Set exercise
Transcribe exactly the lines from the one holding "For every instance of the rocky" to the end of the data below, including both of those lines and no others.

◆ ◆ ◆ ◆

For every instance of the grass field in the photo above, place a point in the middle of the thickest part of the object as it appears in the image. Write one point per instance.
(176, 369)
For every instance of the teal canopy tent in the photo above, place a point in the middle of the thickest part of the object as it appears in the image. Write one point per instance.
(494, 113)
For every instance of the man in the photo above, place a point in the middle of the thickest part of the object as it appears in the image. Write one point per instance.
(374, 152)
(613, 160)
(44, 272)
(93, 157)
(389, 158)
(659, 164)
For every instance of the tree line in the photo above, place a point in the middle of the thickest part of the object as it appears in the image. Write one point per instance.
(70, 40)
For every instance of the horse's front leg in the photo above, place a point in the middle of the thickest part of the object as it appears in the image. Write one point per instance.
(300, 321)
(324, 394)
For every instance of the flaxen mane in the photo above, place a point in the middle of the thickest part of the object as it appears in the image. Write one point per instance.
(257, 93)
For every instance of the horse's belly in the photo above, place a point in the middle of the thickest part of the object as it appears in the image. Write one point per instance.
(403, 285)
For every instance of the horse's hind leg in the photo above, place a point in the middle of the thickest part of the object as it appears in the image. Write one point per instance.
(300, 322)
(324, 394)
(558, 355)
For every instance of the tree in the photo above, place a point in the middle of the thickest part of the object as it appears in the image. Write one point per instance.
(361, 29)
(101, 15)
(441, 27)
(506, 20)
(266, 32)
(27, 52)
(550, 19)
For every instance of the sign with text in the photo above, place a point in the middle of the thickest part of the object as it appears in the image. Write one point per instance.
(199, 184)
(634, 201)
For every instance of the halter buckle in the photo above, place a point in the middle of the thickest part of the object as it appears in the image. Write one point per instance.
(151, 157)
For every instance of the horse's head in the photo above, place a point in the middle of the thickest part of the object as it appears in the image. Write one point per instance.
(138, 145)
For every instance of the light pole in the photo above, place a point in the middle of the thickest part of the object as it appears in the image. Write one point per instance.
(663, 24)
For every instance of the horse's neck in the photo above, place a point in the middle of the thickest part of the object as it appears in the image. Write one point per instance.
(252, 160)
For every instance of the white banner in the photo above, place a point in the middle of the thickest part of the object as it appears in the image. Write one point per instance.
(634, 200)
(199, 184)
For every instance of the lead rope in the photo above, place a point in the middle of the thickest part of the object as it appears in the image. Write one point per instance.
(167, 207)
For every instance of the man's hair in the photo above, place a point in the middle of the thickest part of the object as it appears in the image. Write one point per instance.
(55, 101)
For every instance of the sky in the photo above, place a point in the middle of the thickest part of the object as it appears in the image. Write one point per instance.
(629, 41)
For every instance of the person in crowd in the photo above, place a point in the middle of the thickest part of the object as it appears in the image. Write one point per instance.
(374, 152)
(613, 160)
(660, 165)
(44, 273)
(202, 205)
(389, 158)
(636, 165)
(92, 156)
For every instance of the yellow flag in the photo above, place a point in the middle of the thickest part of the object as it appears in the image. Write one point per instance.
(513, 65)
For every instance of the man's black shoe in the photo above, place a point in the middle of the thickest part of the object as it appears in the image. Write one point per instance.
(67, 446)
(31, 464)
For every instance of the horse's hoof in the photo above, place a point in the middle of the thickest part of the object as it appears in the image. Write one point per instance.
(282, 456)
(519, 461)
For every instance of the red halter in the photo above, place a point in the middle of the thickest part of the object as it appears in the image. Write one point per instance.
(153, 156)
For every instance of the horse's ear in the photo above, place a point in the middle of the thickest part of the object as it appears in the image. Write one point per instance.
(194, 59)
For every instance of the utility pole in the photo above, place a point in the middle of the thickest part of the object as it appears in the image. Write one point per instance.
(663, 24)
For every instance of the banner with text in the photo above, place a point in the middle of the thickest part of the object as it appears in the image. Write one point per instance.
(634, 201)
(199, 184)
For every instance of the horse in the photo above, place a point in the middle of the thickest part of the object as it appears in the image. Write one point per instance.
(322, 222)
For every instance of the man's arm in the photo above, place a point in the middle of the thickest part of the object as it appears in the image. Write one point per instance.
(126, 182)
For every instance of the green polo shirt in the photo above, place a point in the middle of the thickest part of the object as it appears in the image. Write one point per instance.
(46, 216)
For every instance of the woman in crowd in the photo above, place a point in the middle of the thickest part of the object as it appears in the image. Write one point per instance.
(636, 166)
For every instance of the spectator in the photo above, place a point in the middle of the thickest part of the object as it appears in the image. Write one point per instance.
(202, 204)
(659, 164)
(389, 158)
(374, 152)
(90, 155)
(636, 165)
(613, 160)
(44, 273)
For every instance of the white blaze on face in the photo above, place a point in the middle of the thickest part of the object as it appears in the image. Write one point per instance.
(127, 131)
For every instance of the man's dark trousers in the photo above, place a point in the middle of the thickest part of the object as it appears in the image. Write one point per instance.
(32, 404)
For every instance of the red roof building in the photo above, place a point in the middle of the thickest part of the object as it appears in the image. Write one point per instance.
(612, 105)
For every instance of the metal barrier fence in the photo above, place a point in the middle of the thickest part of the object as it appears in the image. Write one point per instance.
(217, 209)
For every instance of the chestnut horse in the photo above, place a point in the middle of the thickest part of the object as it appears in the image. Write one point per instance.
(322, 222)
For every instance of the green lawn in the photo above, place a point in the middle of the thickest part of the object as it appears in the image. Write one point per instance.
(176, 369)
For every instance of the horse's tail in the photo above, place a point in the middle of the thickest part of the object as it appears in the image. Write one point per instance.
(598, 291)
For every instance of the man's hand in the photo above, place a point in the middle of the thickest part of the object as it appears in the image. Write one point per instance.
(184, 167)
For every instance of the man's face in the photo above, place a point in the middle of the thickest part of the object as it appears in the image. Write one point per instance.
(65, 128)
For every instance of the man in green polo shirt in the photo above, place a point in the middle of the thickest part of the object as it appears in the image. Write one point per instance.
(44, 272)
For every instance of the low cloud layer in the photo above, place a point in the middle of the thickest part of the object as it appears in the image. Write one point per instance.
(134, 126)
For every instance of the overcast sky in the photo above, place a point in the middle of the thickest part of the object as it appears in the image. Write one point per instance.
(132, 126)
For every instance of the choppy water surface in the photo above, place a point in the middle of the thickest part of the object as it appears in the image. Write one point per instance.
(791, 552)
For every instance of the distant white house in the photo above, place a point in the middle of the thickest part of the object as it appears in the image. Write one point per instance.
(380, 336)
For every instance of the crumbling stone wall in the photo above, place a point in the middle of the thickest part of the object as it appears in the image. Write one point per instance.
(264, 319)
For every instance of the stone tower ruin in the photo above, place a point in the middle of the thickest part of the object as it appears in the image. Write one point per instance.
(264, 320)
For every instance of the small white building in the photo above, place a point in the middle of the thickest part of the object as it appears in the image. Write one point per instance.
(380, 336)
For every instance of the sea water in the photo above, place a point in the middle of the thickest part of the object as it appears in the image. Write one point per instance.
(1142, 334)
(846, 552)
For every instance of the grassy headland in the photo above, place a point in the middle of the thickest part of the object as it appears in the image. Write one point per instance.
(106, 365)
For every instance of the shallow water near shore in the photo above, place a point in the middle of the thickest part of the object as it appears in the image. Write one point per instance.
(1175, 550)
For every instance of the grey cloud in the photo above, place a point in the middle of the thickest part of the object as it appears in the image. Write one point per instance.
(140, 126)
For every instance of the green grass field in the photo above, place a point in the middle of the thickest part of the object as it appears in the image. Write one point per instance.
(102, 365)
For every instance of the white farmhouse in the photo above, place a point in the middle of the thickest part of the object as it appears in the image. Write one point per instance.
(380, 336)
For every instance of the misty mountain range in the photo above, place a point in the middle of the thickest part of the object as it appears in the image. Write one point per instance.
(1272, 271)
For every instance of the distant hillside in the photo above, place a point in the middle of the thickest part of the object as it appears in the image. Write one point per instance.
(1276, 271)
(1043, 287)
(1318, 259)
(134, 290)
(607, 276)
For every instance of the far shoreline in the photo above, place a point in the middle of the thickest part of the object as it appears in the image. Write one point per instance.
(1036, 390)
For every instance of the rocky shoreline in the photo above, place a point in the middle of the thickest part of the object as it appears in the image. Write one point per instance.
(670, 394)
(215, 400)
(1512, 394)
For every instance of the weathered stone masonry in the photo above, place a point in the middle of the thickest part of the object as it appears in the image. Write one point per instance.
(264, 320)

◆ ◆ ◆ ◆

Exercise response
For every instance of the rocky shoreline in the photo above, place a point in the middle of the thickest part of the object as it appears in the image. Write one point per instance.
(670, 394)
(215, 400)
(1512, 394)
For every instance of the weathered stone masonry in the photo above, place a point in the middle of the thickest part of the object as it appears in the image. Write one point per instance.
(264, 320)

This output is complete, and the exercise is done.